_Work to do_: In the selected text below, why does the first-derivative term vanish from the Taylor expansion of the log probability? Explain in one to three sentences.

_Selected text_:
------
I have used $t$ as a dummy variable to indicate that the denominator does not depend on $\theta$. If the posterior has a single well rounded maximum (i.e. not too close to a "boundary"), we can taylor expand the log probability about its maximum $\theta_\max$. If we take the first two terms of the taylor expansion we get (using prime for differentiation):

$$h(\theta)\approx h(\theta_\max)+(\theta_\max-\theta)h'(\theta_\max)+\frac{1}{2}(\theta_\max-\theta)^{2}h''(\theta_\max)$$

But we have here that because $\theta_\max$ is a "well rounded" maximum, $h'(\theta_\max)=0$, so we have:

$$h(\theta)\approx h(\theta_\max)+\frac{1}{2}(\theta_\max-\theta)^{2}h''(\theta_\max)$$

If we plug in this approximation we get:

$$p(\theta\mid DI)\approx\frac{\exp\left(h(\theta_\max)+\frac{1}{2}(\theta_\max-\theta)^{2}h''(\theta_\max)\right)}{\int \exp\left(h(\theta_\max)+\frac{1}{2}(\theta_\max-t)^{2}h''(\theta_\max)\right)\,dt}$$

$$=\frac{\exp\left(\frac{1}{2}(\theta_\max-\theta)^{2}h''(\theta_\max)\right)}{\int \exp\left(\frac{1}{2}(\theta_\max-t)^{2}h''(\theta_\max)\right)\,dt}$$

Which, but for notation is a normal distribution, with mean equal to $E(\theta\mid DI)\approx\theta_\max$, and variance equal to

$$V(\theta\mid DI)\approx \left[-h''(\theta_\max)\right]^{-1}$$

($-h''(\theta_\max)$ is always positive because we have a well rounded maximum). So this means that in "regular problems" (which is most of them), the variance is the fundamental quantity which determines the accuracy of estimates for $\theta$. So for estimates based on a large amount of data, the standard deviation makes a lot of sense theoretically - it tells you basically everything you need to know. Essentially the same argument applies (with same conditions required) in multi-dimensional case with $h''(\theta)_{jk}=\frac{\partial h(\theta)}{\partial \theta_j \, \partial \theta_k}$ being a Hessian matrix. The diagonal entries are also essentially variances here too.
------
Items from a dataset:
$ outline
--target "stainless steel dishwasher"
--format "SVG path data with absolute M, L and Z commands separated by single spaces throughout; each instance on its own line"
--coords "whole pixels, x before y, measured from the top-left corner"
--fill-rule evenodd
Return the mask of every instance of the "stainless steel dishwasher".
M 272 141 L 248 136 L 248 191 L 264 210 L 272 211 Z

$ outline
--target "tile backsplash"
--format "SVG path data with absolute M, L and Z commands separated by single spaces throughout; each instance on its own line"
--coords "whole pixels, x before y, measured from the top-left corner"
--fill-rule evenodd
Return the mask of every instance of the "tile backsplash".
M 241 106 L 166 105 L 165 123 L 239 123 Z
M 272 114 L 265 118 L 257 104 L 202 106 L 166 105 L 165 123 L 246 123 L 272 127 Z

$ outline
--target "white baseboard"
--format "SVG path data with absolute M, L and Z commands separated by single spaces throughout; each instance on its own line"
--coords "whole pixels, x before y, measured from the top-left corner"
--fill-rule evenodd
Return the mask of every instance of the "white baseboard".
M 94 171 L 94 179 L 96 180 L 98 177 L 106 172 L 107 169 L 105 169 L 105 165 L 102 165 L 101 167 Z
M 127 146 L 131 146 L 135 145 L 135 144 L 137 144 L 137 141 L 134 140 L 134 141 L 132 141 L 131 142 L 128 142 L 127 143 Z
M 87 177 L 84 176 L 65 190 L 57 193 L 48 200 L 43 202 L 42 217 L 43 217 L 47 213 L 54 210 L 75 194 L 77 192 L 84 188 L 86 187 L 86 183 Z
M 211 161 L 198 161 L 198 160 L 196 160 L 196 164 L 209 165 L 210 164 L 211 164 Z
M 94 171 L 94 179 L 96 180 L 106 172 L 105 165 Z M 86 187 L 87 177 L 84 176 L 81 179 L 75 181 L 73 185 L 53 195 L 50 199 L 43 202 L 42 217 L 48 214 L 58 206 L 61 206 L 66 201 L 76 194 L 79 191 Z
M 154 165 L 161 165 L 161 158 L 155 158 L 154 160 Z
------
_Full response_: Because θ_max is a well rounded maximum, the first derivative h′(θ_max) equals zero. The term (θ_max − θ)h′(θ_max) therefore drops out. Only h(θ_max) and the second-order term ½(θ_max − θ)²h″(θ_max) remain.